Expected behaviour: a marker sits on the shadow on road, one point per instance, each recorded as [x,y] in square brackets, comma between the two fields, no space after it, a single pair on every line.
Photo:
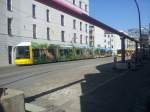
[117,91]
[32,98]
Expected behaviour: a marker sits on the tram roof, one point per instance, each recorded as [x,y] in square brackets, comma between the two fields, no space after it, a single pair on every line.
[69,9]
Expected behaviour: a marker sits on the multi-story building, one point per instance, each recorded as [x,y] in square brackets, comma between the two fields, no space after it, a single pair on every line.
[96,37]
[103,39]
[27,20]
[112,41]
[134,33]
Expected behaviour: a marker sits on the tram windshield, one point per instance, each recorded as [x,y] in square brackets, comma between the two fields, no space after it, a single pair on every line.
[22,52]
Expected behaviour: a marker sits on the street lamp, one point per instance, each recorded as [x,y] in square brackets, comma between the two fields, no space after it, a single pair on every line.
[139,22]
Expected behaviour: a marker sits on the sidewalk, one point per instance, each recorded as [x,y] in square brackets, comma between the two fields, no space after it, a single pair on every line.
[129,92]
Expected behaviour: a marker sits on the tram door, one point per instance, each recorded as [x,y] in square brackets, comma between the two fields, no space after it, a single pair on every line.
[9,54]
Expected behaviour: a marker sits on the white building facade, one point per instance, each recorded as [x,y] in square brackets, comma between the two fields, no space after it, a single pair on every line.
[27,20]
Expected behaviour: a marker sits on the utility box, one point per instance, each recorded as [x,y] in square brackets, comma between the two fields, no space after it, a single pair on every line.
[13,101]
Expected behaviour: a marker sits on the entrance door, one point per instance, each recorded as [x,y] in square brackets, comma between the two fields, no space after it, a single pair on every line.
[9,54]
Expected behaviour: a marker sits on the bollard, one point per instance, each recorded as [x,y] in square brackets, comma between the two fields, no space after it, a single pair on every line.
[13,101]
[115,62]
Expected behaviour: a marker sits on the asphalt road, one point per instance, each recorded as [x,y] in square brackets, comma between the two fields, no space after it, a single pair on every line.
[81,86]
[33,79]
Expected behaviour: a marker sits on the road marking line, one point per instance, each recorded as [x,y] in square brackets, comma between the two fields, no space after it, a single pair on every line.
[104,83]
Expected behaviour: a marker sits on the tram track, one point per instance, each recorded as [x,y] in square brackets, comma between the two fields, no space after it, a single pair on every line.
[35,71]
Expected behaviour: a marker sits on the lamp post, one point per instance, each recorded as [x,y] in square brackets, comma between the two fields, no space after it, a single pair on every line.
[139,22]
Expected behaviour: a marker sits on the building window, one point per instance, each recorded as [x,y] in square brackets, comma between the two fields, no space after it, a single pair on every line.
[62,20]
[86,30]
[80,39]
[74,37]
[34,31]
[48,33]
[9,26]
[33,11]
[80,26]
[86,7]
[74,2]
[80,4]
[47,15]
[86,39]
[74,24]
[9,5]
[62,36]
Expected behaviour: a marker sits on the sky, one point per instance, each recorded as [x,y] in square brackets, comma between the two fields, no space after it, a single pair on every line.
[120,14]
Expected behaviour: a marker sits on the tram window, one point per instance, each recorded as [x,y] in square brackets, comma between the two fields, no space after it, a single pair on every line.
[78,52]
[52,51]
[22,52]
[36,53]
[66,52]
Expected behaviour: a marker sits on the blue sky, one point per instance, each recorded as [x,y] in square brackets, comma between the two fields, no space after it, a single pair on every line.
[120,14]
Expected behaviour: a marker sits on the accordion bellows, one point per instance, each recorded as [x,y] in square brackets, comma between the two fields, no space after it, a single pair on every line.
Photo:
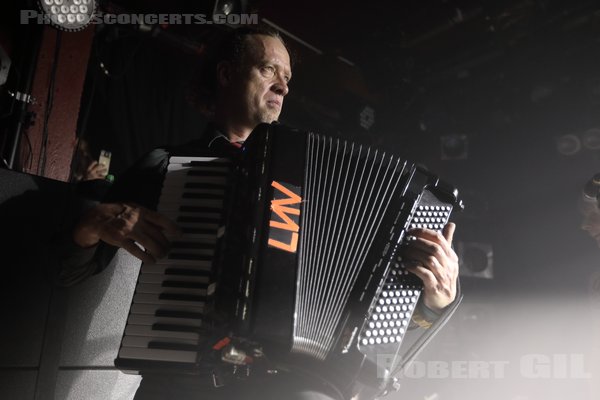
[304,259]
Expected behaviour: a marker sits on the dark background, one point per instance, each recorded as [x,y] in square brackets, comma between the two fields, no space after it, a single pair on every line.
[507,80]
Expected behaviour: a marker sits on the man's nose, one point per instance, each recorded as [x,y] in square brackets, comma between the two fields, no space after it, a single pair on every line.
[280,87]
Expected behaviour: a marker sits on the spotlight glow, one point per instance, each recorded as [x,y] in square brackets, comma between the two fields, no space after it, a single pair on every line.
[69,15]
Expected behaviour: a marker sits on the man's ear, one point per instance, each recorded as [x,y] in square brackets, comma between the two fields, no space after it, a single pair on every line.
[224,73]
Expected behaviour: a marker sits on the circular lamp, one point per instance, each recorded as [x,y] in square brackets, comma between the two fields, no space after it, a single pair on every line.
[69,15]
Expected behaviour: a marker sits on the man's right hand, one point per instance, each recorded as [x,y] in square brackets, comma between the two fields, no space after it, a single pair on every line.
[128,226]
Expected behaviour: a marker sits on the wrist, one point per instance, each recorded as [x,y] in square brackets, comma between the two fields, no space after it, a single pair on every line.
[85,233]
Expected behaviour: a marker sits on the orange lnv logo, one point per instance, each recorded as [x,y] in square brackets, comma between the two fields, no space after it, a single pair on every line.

════════════════

**Problem**
Transcribe all of the rows above verbatim, leaving out the pictures.

**Finished task**
Expected behaviour: a marker sits on the shadow on road, one point per instance, each recorded as [x,y] in square brackets, comma between the two fields, no space after it, a single pair on every line.
Photo:
[117,91]
[32,98]
Expected behaviour: a marker sits on the tram roof, one point per instance, each recorded as [x,y] in square brackets, comma between the two fields, no space after it, a single pair on every line.
[69,9]
Expected behaviour: a marker sits on the multi-story building, one point per instance, each recorded as [x,y] in square brackets, comma between the two fields, no space after it, a single pair on every line.
[96,37]
[103,39]
[27,20]
[112,41]
[134,33]
Expected behaviour: a marker sits on the tram windshield, one point per instance, each recorded as [x,y] in square brackets, comma between the two fields, no space after it, a single pair on every line.
[22,52]
Expected behaviour: a marker sits on the street lamp, one point per instance, each recorded as [x,y] in square brackets, comma between the two fields, no space after it, a single pair on every line.
[139,22]
Expected behaviour: a marker sits on the sidewalk, one point per instance, each recorded as [x,y] in square brackets, comma between the two fields, no space after it, a single pair on every line.
[129,92]
Expected behaviour: a marker sits on the tram door, one point per instance, each recorded as [x,y] in square brackets, comma between the two fields, no space after it, a single pair on every line.
[9,54]
Expected behaviour: a marker sits on the white building facade, one point per instance, each recorded as [x,y] in square brackets, comma between the two fields, no space after it, a single pair on every line.
[27,20]
Expected behaviour: a marker sits on the utility box, one point per instance, each recorded as [x,y] in square brackets, comma between the two fields, no space after it, a single pair on every line.
[13,101]
Expected behaviour: a marker sits on the entrance door, one point per instance, each recorded as [x,y] in square brackets, comma between the two fields, no space after it, a single pair on every line.
[9,54]
Expected behaviour: a marker sits on the bollard, one point per instance, each recorded as [x,y] in square brackets, comma between the two fields, no space after it, a single pair on every line.
[13,101]
[115,62]
Expected behaviour: a marker sits on the asphalt road, one point per instance, each recorded as [x,y] in square brackets, comma between the two fields, no space after it, a single pair on every line.
[81,86]
[33,79]
Expected behaviour: a marker sits on the road marking line, one point per instance, each recorded as [x,y] in square brackets, comma between the two fields, no space after it, a single pair on every line.
[104,83]
Expected behaviour: a marker sits on the tram track, one point per instance, each recorded as [x,y] in square brackets, comma between the two fields, no space after it, a single pair on every line.
[35,71]
Expected behaviour: a marker sits on the lamp post, one point per instance, each recorded as [x,y] in square brackets, comma between the two fields, no space after it, a single pair on every line.
[139,22]
Expected behaviour: a marker sits on the building window, one point per instance, each recorded as [x,y] in square brackets, comma between the two fields, no space after it, a single pair on every line.
[62,20]
[86,30]
[80,39]
[74,37]
[34,31]
[48,33]
[9,26]
[33,11]
[80,26]
[86,7]
[74,2]
[80,4]
[47,15]
[86,39]
[74,24]
[9,5]
[62,36]
Expected behaviour: a marker sits on the sky, one point per instance, each recorded as [x,y] in square brackets, comma between the two fields, no space after it, a single pair on every line.
[120,14]
Expected behaviour: a marker sits on the tram window, one point per instance, each recorded as [x,y] in square brackets, comma between the two fields, no space after it, a single pair on every line.
[78,52]
[52,51]
[22,52]
[36,53]
[66,52]
Expected behaviour: a marker sits on the blue sky, one point per instance, each recorded as [x,y] in square brackets, comma between the two fields, no space after it, a single pair on every line.
[120,14]
Expected behaviour: a marker sits on the accordion bellows, one point per instance, each recorded as [x,y] in square brackets, comma between the two fields, no space after it, a single pair on every line.
Photo:
[304,259]
Expected behaviour: a marker sits on the dark background, one point per instance, each recorded as [x,y] in square brackets, comma between the two fields, no space after it, a single pair on every line.
[507,80]
Expected behaviour: a marker sits on the man's nose, one point per instance, each recorded as [x,y] in square brackets, comma between the two fields, no space after it, a single pair on every line.
[280,87]
Expected behaviour: a marker sits on the spotlight glow, one point per instance, each recorded as [x,y] in square brackets, comma between the two fields, no space after it, a single pair on every line.
[69,15]
Expected behaviour: a marker sits on the man's ear, one point per instance, each recorded as [x,y] in square brackets, comma between the two fields, no space after it, a single pair on every line.
[224,73]
Expected behaviour: a marker sits on the circular lamp, one point per instance, each recorded as [x,y] in square brackets, comma between the two fields, no space after it, a single pair on every line.
[69,15]
Expected behaviour: a marker sits on the man's right hand, one point per instance, each recorded as [x,y] in square brackets, comma between the two fields, no space after it, a single pair on every line.
[128,226]
Expected behaviour: a marker sits on the wrist, one point per instance, each recorded as [x,y] in square brackets, comma between the two fields, no space after it, a single pair on every line.
[85,233]
Expected behaviour: a marker sits on the orange lnv logo, one point per instance, each recorded as [x,y] in square brackets, comma between the two fields, no space after it, a single pair on every line.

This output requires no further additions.